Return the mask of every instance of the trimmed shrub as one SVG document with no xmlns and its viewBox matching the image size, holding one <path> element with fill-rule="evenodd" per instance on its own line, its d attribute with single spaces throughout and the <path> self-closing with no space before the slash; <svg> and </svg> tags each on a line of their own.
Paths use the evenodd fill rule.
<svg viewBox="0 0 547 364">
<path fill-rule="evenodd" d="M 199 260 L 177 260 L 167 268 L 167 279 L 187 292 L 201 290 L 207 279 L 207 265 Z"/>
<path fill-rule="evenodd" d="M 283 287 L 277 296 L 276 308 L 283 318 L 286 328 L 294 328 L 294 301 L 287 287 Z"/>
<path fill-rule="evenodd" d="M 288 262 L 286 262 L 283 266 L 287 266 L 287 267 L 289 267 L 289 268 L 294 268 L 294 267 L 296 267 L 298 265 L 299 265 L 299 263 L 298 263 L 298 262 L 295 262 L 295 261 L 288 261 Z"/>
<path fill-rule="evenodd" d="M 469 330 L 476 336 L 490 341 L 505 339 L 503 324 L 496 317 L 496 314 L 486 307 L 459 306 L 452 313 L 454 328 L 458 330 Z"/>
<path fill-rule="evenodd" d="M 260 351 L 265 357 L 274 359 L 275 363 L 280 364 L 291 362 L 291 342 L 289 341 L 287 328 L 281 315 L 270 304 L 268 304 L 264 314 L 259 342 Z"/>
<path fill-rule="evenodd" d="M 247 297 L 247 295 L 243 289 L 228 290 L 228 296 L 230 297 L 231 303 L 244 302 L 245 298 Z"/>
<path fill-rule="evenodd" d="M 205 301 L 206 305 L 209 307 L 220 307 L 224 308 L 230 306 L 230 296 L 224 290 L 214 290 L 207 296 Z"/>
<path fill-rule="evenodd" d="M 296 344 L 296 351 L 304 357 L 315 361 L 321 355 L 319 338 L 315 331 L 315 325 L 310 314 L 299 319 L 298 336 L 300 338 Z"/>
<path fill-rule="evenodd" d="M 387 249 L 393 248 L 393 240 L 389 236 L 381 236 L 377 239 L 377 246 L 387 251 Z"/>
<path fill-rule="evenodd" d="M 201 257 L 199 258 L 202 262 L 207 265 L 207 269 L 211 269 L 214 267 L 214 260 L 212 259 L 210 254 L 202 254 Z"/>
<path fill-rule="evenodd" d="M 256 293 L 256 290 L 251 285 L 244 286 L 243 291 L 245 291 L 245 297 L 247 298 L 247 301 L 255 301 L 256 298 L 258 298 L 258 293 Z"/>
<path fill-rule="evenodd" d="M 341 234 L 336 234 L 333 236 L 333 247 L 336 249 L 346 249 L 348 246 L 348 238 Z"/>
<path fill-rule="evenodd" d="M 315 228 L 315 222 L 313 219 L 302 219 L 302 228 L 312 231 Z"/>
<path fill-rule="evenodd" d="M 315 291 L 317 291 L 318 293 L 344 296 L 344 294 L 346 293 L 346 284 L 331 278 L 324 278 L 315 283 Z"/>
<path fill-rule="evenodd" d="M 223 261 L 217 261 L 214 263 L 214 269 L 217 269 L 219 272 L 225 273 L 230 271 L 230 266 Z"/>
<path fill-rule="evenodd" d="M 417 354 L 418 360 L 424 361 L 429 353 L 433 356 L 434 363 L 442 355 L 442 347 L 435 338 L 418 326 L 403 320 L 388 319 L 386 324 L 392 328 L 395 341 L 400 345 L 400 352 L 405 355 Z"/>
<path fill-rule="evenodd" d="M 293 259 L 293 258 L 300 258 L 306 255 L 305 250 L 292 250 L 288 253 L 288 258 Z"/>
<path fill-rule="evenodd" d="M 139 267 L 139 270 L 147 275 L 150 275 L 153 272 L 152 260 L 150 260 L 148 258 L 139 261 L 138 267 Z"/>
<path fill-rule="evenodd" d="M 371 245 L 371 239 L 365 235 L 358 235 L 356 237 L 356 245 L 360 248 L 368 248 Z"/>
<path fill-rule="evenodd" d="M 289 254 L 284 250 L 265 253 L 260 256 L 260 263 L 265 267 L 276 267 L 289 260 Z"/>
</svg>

········

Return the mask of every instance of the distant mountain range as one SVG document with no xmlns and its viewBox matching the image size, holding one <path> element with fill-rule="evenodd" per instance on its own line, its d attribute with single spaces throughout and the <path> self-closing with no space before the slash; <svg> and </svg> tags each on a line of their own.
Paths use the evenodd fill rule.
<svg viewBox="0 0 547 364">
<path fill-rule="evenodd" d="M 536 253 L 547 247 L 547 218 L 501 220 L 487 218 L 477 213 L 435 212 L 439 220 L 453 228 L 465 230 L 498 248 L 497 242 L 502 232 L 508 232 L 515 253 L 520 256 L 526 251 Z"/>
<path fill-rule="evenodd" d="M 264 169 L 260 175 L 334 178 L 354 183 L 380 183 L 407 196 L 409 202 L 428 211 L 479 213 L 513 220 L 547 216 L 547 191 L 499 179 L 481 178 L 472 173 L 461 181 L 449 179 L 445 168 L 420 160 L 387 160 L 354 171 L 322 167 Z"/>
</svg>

········

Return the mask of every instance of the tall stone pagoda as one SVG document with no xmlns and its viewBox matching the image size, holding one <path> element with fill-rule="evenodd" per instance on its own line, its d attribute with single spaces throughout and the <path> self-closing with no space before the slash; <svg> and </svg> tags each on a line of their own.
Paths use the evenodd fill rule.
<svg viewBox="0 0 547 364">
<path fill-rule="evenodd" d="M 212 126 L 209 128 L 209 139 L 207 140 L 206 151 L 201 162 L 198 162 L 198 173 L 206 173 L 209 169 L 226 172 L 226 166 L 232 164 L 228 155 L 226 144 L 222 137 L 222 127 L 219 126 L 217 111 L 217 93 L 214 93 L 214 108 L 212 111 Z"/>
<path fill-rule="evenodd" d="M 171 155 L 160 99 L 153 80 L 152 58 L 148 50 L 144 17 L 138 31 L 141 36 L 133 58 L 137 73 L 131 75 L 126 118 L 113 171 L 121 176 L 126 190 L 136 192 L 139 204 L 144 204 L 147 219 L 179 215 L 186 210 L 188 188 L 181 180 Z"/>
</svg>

········

### Stated goal
Repeat the data from the line with "Return the mask of every instance of the trimmed" to the line with "469 330 L 476", including both of those lines.

### Solution to this exercise
Return the mask of every instance of the trimmed shrub as one SVG document with no xmlns and its viewBox matching the image size, holding one <path> element with fill-rule="evenodd" per instance on its own line, its d attribute with single spaces throughout and the <path> self-closing with no space before the slash; <svg> and </svg> tags each on a line of their own.
Paths use the evenodd fill rule.
<svg viewBox="0 0 547 364">
<path fill-rule="evenodd" d="M 199 260 L 177 260 L 167 268 L 167 279 L 187 292 L 201 290 L 207 279 L 207 265 Z"/>
<path fill-rule="evenodd" d="M 283 287 L 277 296 L 276 308 L 283 318 L 286 328 L 294 328 L 294 301 L 287 287 Z"/>
<path fill-rule="evenodd" d="M 288 262 L 286 262 L 283 266 L 287 266 L 287 267 L 289 267 L 289 268 L 294 268 L 294 267 L 296 267 L 298 265 L 299 265 L 299 263 L 298 263 L 298 262 L 295 262 L 295 261 L 288 261 Z"/>
<path fill-rule="evenodd" d="M 469 330 L 476 336 L 490 341 L 505 339 L 503 324 L 496 317 L 496 314 L 486 307 L 459 306 L 452 313 L 454 328 L 458 330 Z"/>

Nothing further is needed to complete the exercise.